### DIRECTIVE
Retype the records below exactly as they appear, but leave out any pictures.

START

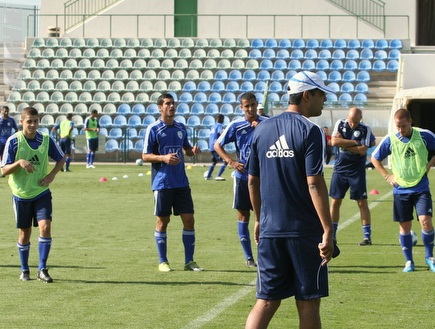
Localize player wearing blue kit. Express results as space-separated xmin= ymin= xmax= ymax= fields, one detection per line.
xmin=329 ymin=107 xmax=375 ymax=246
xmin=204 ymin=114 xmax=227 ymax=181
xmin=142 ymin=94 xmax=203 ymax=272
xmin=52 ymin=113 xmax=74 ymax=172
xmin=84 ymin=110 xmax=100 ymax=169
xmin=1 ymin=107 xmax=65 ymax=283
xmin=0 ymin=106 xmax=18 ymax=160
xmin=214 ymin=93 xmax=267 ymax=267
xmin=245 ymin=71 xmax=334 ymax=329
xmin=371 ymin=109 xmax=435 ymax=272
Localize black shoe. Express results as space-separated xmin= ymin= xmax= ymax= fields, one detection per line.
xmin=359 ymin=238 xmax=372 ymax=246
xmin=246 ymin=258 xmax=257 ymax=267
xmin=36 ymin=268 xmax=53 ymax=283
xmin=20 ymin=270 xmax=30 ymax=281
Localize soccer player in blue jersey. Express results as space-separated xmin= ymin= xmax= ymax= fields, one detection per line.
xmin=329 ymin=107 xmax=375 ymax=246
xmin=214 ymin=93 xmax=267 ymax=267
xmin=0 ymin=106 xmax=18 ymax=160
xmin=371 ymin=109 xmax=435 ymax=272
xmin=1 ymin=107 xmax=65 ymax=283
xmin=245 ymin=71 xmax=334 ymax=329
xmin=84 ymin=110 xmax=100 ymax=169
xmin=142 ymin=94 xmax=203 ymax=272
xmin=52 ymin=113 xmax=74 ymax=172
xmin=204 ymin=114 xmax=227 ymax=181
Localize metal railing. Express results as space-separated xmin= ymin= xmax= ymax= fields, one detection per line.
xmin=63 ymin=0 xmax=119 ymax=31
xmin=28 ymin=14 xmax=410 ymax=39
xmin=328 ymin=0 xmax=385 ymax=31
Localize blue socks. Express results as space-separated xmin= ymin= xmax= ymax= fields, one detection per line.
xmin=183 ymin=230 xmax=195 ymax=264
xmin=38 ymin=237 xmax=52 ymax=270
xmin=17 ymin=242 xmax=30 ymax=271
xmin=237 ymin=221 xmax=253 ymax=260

END

### SOLUTION FOR THIS EXERCISE
Localize player wearing blue kit. Express results as space-separated xmin= ymin= xmax= ymax= fields, one detection per line.
xmin=329 ymin=107 xmax=375 ymax=246
xmin=204 ymin=114 xmax=227 ymax=181
xmin=142 ymin=94 xmax=203 ymax=272
xmin=52 ymin=113 xmax=74 ymax=172
xmin=84 ymin=110 xmax=100 ymax=169
xmin=1 ymin=107 xmax=65 ymax=283
xmin=0 ymin=106 xmax=18 ymax=160
xmin=214 ymin=93 xmax=267 ymax=267
xmin=245 ymin=71 xmax=334 ymax=329
xmin=371 ymin=109 xmax=435 ymax=272
Localize black shoe. Express results as space-separated xmin= ymin= xmax= ymax= fields, one detection per line.
xmin=359 ymin=238 xmax=372 ymax=246
xmin=246 ymin=258 xmax=257 ymax=267
xmin=36 ymin=268 xmax=53 ymax=283
xmin=20 ymin=270 xmax=30 ymax=281
Localize soccer player in blue jersey. Express results as space-separated xmin= ymin= xmax= ymax= fields, one detection per line.
xmin=329 ymin=107 xmax=375 ymax=246
xmin=214 ymin=93 xmax=267 ymax=267
xmin=0 ymin=106 xmax=18 ymax=160
xmin=371 ymin=109 xmax=435 ymax=272
xmin=1 ymin=107 xmax=65 ymax=283
xmin=245 ymin=71 xmax=334 ymax=329
xmin=84 ymin=110 xmax=100 ymax=169
xmin=142 ymin=94 xmax=203 ymax=272
xmin=52 ymin=113 xmax=74 ymax=172
xmin=204 ymin=114 xmax=227 ymax=181
Localize metal railing. Express results as space-separated xmin= ymin= xmax= ymax= fields, one detection per line.
xmin=63 ymin=0 xmax=119 ymax=31
xmin=28 ymin=14 xmax=410 ymax=39
xmin=328 ymin=0 xmax=385 ymax=31
Localize blue socks. Express results as space-separated xmin= ymin= xmax= ymax= fields, one detection per line.
xmin=183 ymin=230 xmax=195 ymax=264
xmin=38 ymin=237 xmax=52 ymax=270
xmin=17 ymin=242 xmax=30 ymax=271
xmin=237 ymin=221 xmax=253 ymax=260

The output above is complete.